EXERCISE GOAL - Of all the entries below, retype only the lines from the one with "Mark the goal" through the one with "Mark the green leaf", exactly as they appear.

Region pointing data:
++++

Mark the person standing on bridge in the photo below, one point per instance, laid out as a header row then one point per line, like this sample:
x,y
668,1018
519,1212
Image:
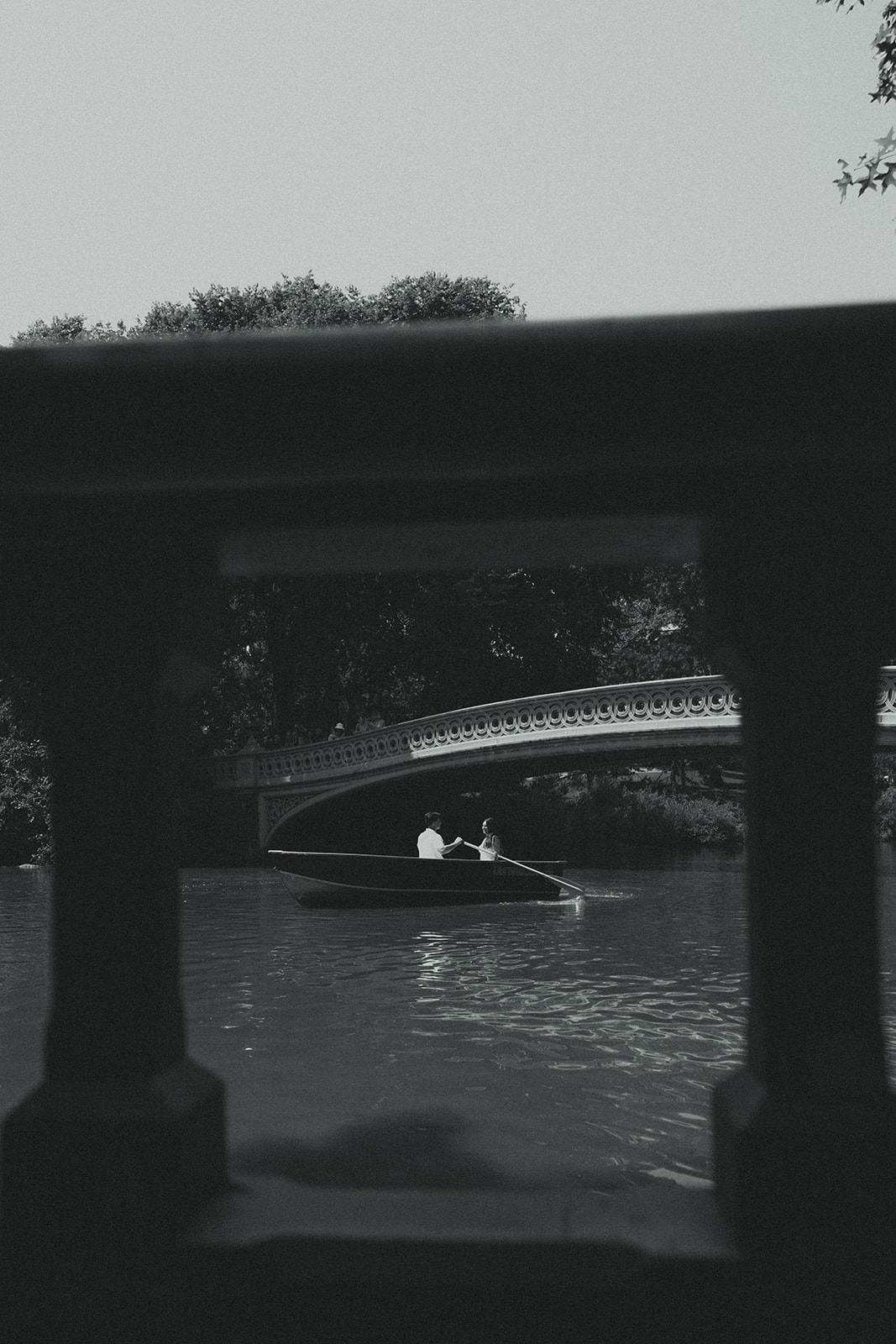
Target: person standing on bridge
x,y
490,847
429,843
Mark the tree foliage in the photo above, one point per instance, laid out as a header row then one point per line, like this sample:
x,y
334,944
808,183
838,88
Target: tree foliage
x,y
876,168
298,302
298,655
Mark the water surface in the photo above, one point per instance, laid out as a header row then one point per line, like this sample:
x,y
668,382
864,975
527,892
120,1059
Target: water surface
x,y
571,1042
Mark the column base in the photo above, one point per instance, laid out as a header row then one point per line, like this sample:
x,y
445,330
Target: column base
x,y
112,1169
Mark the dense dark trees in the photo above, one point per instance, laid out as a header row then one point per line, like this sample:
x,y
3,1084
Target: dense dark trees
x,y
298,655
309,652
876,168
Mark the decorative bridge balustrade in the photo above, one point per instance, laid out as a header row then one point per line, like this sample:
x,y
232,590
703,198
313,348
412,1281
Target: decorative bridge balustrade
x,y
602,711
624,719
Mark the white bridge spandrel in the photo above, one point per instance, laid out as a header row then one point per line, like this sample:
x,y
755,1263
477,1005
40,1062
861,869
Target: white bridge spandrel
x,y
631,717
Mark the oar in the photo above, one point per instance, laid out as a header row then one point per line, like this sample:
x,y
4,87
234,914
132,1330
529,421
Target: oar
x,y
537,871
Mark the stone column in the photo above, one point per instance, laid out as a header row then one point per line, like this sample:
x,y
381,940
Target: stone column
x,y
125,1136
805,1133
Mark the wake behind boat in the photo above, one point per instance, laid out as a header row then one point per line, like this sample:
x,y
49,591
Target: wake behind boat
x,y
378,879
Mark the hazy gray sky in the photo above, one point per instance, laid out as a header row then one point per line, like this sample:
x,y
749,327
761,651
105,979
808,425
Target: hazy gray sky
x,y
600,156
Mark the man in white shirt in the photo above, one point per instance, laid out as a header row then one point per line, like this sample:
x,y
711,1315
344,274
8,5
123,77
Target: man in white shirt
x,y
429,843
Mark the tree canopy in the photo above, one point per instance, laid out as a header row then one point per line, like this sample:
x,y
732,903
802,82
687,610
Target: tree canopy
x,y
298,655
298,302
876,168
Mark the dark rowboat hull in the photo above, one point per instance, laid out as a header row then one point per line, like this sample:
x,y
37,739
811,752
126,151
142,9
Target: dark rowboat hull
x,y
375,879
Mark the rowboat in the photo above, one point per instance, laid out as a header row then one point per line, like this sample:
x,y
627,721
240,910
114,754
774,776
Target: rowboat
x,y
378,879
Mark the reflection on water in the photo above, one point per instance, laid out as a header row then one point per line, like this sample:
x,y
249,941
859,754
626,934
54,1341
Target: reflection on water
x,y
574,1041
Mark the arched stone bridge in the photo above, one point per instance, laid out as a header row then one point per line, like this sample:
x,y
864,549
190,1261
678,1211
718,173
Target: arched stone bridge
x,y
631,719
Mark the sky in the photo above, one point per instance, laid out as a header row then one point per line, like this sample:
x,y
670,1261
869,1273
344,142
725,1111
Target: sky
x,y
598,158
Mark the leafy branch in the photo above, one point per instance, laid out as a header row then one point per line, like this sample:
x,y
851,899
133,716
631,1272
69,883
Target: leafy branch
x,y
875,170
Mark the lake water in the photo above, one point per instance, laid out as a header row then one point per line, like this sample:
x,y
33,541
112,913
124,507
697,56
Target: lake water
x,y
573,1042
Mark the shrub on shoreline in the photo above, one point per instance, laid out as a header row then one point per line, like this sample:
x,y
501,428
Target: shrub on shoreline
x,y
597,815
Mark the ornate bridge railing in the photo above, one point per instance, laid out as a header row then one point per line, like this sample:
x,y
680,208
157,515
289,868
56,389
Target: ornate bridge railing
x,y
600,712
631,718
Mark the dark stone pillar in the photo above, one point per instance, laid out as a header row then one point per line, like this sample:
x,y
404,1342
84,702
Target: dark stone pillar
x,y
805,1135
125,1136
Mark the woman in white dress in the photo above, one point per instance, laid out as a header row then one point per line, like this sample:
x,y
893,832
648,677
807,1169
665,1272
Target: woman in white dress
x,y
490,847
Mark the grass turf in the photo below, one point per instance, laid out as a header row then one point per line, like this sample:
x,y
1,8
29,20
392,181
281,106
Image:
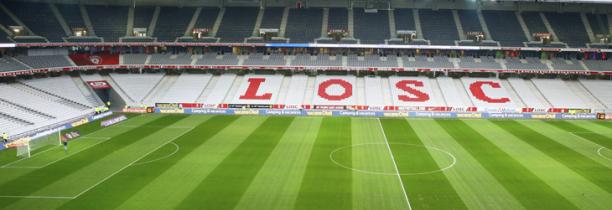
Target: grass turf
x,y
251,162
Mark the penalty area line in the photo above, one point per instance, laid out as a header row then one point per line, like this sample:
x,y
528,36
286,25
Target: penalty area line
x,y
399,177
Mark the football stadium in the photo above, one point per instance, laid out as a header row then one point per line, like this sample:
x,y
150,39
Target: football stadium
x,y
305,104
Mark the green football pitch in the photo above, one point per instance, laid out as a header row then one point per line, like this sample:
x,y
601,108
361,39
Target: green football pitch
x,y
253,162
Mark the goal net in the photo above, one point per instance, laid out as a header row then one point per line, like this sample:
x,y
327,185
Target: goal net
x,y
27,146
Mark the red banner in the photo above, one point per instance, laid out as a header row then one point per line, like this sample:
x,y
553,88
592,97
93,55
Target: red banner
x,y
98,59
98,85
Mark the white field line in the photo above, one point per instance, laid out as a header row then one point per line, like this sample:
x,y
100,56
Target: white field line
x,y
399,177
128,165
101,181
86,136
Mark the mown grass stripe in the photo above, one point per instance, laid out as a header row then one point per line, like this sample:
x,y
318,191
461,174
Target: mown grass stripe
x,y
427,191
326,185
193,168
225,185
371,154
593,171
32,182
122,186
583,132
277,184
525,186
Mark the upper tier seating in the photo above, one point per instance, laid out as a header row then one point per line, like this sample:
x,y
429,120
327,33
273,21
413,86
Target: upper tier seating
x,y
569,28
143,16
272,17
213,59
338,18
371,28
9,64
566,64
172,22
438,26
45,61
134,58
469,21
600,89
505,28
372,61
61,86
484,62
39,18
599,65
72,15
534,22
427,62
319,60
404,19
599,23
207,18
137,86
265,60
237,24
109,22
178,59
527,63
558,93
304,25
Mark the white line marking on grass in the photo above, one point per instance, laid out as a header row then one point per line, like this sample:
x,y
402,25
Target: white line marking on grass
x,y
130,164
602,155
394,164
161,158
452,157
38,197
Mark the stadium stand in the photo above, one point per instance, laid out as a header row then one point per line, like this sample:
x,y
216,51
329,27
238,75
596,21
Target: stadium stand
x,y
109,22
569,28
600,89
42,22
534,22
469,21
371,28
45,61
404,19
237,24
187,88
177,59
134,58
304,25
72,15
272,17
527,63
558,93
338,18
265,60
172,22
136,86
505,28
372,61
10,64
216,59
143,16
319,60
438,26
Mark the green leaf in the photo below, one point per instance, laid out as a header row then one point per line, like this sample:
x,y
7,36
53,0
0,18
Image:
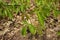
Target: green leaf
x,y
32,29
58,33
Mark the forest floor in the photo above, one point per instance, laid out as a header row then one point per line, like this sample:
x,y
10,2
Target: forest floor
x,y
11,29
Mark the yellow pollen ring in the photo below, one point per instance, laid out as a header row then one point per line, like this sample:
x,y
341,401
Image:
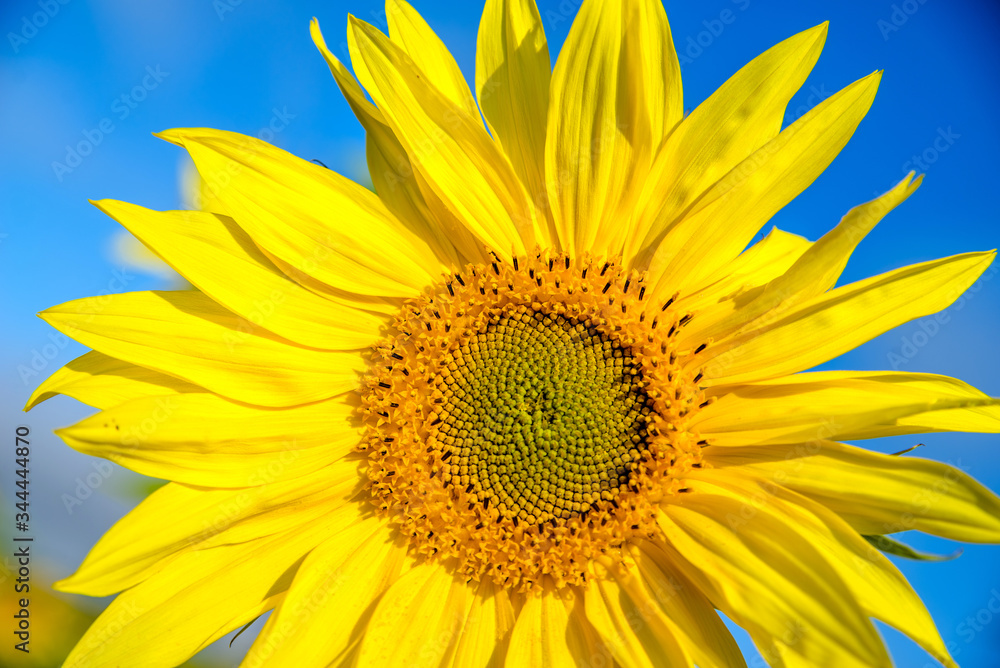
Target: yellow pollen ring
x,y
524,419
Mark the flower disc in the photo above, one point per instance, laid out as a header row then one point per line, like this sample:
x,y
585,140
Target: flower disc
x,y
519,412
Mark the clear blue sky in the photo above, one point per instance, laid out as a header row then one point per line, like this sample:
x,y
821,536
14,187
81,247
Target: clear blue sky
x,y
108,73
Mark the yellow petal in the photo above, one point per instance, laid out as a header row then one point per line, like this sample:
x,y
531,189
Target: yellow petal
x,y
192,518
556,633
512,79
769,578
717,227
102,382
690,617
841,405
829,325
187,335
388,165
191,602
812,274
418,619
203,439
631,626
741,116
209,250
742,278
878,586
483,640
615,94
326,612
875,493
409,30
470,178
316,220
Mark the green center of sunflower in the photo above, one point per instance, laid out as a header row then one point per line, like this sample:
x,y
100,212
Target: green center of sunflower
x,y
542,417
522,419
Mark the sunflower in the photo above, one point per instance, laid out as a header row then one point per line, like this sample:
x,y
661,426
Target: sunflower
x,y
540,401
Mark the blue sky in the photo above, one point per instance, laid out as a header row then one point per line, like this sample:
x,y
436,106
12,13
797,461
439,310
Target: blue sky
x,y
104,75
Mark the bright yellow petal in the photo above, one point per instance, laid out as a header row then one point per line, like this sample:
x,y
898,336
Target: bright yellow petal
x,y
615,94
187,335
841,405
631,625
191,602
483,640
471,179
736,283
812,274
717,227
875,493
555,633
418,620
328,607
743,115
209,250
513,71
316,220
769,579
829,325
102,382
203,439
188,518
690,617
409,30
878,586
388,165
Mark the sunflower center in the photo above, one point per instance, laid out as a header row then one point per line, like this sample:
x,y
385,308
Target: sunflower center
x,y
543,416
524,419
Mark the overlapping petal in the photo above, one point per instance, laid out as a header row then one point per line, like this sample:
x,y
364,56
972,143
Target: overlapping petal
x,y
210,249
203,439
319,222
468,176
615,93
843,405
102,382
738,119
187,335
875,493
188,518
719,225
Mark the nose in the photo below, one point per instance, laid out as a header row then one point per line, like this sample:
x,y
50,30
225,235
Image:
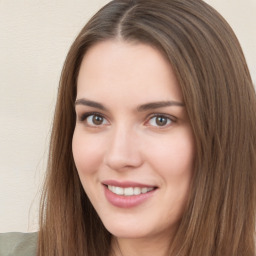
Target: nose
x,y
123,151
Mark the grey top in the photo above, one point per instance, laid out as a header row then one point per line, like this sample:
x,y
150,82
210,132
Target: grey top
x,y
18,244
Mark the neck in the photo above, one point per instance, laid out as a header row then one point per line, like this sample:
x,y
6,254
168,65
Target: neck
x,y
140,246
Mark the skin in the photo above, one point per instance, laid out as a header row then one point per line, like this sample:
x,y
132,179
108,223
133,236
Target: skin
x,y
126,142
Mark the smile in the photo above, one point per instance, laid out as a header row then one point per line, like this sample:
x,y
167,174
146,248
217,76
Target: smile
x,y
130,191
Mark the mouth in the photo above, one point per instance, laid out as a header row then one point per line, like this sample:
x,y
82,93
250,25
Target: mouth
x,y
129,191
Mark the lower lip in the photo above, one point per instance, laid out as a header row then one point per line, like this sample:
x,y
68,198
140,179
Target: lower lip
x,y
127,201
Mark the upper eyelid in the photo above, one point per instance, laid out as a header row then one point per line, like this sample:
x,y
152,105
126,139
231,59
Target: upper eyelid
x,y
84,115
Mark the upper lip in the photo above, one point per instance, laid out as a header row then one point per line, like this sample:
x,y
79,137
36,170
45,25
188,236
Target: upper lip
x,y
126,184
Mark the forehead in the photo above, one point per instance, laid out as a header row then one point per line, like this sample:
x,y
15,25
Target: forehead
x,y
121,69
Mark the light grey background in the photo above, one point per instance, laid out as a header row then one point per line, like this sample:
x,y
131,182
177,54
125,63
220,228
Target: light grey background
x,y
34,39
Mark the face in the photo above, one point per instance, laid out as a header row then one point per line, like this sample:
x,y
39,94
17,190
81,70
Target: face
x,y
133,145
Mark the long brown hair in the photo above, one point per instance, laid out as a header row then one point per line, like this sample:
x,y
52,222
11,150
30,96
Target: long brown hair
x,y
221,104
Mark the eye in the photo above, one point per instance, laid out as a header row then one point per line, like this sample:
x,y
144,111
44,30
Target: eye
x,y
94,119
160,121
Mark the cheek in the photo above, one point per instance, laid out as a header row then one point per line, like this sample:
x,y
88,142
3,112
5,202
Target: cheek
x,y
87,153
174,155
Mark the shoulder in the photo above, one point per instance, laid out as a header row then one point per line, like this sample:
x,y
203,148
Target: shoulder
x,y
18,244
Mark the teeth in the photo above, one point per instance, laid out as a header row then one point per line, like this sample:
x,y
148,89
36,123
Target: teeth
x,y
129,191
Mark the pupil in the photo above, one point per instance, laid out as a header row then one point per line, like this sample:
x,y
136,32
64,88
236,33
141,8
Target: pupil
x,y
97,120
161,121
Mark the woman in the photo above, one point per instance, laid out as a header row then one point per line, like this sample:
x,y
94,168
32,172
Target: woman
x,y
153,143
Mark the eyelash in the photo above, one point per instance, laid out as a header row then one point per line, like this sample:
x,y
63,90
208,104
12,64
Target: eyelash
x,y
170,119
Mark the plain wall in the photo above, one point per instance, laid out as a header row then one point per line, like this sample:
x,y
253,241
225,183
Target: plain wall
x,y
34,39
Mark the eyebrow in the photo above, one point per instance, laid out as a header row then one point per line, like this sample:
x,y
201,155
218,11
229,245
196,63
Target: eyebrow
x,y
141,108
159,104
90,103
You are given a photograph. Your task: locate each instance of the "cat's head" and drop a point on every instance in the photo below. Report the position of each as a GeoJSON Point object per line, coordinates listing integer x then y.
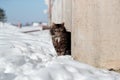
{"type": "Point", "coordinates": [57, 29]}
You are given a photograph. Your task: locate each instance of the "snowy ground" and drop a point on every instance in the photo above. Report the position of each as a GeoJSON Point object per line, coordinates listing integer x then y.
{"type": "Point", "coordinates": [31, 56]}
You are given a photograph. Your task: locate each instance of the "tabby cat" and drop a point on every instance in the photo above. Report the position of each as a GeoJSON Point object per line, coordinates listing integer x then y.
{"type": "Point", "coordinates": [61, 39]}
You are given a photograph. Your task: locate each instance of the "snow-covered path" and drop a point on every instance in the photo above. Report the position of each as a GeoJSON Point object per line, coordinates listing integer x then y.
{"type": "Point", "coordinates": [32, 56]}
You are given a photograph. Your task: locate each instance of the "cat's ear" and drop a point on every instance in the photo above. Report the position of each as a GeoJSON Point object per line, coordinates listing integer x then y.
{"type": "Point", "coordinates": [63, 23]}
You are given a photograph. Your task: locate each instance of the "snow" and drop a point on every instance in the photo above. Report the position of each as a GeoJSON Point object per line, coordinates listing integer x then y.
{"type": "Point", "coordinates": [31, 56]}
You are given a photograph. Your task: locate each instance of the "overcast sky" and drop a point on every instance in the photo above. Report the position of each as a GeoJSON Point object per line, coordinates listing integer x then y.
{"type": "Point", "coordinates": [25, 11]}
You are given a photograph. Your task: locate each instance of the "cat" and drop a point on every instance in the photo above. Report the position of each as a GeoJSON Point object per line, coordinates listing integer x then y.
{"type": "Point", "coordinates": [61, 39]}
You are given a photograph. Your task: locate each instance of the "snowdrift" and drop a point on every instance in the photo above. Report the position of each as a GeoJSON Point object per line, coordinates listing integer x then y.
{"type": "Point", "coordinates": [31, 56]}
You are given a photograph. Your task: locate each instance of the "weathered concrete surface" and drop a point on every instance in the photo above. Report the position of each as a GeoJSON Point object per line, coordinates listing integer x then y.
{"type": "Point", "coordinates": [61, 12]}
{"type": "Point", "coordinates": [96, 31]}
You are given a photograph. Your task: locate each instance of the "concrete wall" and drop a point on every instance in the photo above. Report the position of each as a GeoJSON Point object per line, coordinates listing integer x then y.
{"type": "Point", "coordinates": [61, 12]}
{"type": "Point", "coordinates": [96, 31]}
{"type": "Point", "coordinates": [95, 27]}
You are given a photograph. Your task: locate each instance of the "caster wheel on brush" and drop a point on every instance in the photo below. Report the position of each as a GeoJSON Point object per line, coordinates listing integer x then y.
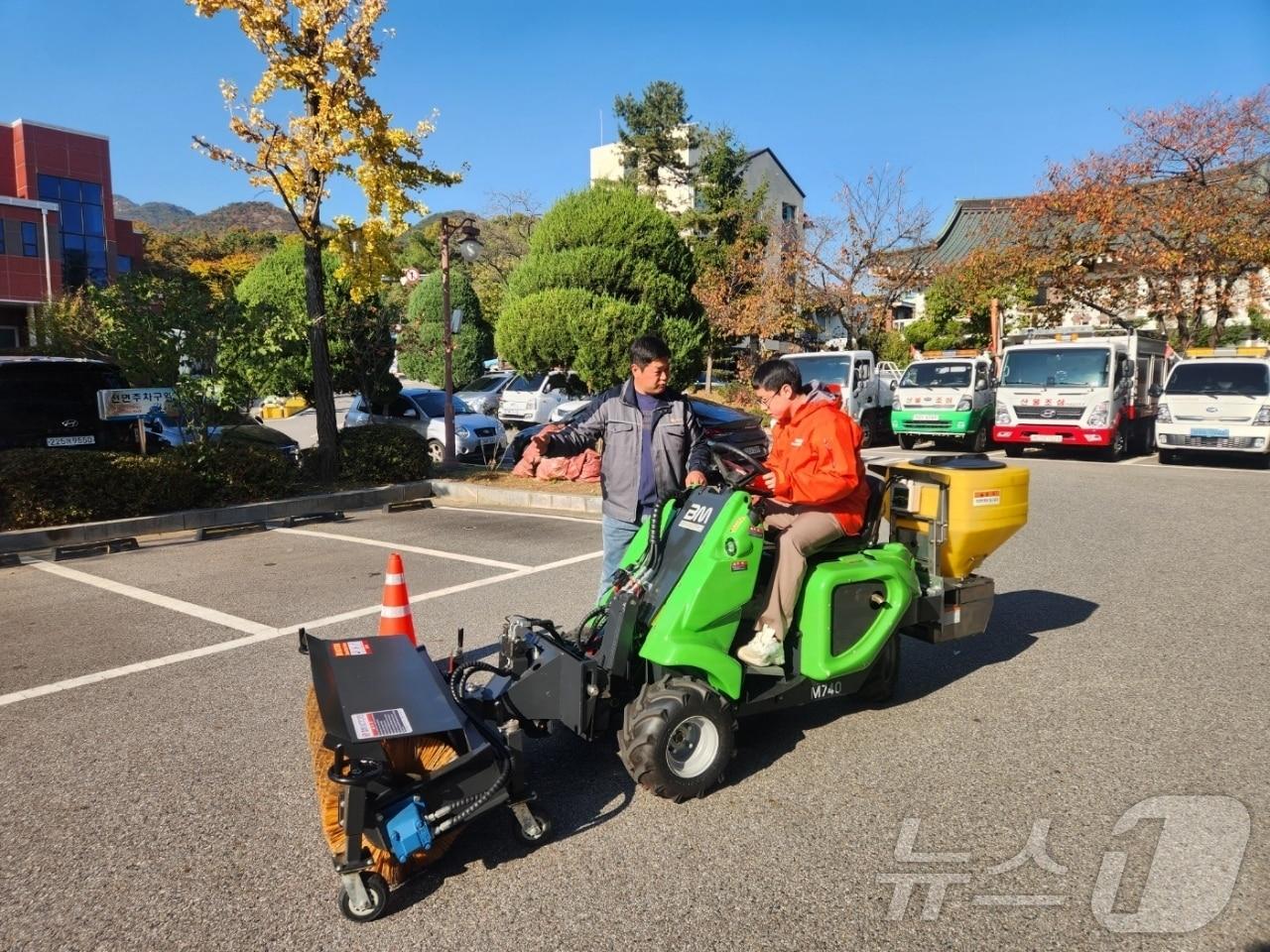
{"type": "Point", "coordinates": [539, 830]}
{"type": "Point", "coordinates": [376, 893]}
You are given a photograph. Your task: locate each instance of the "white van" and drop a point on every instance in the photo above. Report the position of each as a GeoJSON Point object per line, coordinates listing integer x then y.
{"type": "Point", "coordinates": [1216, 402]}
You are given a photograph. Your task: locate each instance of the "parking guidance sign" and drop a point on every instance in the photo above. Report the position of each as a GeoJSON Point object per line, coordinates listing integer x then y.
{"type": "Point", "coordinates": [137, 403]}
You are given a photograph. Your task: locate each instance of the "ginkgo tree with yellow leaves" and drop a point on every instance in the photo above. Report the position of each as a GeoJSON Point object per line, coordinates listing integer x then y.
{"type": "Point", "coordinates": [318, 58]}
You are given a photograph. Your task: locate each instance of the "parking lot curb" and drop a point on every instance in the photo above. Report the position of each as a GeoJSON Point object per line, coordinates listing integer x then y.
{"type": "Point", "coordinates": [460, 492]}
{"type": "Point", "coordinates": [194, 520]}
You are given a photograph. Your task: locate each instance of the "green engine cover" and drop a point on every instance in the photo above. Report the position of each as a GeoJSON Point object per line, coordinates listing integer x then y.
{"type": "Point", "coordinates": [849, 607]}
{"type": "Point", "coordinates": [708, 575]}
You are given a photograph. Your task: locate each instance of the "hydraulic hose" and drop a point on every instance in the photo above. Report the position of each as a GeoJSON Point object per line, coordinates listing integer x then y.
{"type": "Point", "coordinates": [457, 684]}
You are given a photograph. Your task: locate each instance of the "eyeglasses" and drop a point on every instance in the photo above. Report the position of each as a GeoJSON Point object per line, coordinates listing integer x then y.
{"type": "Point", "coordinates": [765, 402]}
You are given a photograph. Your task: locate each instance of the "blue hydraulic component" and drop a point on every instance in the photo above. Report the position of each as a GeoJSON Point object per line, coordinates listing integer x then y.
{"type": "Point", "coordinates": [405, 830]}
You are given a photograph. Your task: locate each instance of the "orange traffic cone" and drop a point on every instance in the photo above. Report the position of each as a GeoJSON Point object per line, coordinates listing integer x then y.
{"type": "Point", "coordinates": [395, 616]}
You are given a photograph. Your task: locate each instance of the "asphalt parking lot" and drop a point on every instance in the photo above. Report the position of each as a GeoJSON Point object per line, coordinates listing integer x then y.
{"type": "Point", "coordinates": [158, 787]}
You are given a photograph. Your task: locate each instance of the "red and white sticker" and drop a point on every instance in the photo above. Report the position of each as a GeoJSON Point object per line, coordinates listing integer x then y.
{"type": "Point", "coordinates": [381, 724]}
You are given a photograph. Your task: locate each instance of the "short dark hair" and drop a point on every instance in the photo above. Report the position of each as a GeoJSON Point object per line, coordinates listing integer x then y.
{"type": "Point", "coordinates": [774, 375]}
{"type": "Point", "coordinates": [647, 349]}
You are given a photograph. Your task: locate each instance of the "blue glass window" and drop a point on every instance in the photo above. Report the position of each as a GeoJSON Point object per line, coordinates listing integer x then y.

++++

ANSWER TO THIS EXERCISE -
Mark the goal net in the photo above, one point per instance, laid out as a header row then one point per line, like this sample:
x,y
327,185
Target: goal net
x,y
27,146
Mark the red banner in the photo above, one point per instance, laid out as a header row then one point per line, like this sample:
x,y
553,88
592,97
93,55
Target: red banner
x,y
98,59
98,85
Mark the white field line in the photo above, one point per instance, laid out as a header row then one point per line, like this sample:
x,y
100,56
Target: white field line
x,y
399,177
128,165
101,181
86,136
Mark the mown grass stripe in the photo above, one point per instance, laid out as a header row then one point per line, like this sample:
x,y
318,191
461,174
Target: mown grass stripe
x,y
427,191
326,185
193,168
225,185
371,154
593,171
32,182
122,186
583,132
277,184
525,186
Mark the upper tier seating in the photo above, one point per instance, laid out as a header row then one point per line, like this sample:
x,y
429,120
327,33
273,21
413,86
Target: upper tier seating
x,y
569,28
143,16
272,17
213,59
338,18
371,28
9,64
566,64
172,22
438,26
45,61
134,58
469,21
600,89
505,28
372,61
61,86
484,62
39,18
599,65
72,15
534,22
427,62
319,60
404,19
599,23
207,18
137,86
265,60
237,24
109,22
178,59
527,63
558,93
304,25
Mark the white line marking on grass in the photo above, one point per instance, laid out as a header row then one point per line, like this sample:
x,y
402,25
Target: white line marking on grass
x,y
130,164
602,155
394,164
161,158
452,157
38,197
Mark the stadium stand in the photo above, one point per instance, laid out as a header row then one point per line, like this sample:
x,y
216,51
329,27
238,75
596,21
Target: stadium stand
x,y
109,22
569,28
600,89
42,22
534,22
469,21
371,28
45,61
404,19
237,24
187,88
177,59
134,58
304,25
72,15
272,17
527,63
558,93
338,18
265,60
172,22
136,86
505,28
372,61
10,64
216,59
143,16
319,60
438,26
Mark the green leaf in the photo below, one point per instance, laid out as a header row then one point per line, like this sample:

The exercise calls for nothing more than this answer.